■ **Task requirements**: How many lines in the items below contain the string "beak"? Reply with the number alone.

[Excerpts from a point labeling dataset]
======

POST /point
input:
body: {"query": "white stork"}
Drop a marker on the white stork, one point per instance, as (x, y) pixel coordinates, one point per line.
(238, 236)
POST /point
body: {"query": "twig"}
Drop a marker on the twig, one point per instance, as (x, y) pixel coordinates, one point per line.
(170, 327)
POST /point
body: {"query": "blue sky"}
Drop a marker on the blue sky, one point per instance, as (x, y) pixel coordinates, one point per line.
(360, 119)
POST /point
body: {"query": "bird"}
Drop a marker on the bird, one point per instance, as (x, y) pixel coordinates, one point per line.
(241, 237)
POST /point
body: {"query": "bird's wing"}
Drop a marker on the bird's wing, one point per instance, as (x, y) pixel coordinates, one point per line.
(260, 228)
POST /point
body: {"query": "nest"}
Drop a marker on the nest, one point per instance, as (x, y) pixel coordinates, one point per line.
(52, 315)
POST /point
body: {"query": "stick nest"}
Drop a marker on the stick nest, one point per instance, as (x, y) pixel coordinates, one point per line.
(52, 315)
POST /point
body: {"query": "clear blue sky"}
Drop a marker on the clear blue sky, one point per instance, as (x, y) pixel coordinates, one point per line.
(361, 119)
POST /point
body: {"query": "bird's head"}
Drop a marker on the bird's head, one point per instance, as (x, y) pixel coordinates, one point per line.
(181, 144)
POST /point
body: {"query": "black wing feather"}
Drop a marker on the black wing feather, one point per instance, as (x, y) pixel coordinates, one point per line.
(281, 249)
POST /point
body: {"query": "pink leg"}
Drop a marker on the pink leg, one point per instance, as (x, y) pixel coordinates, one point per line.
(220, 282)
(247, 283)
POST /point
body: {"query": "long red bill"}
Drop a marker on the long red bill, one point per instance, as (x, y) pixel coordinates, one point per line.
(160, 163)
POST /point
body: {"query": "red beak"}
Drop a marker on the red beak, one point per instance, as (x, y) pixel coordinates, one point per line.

======

■ **Response below**: 2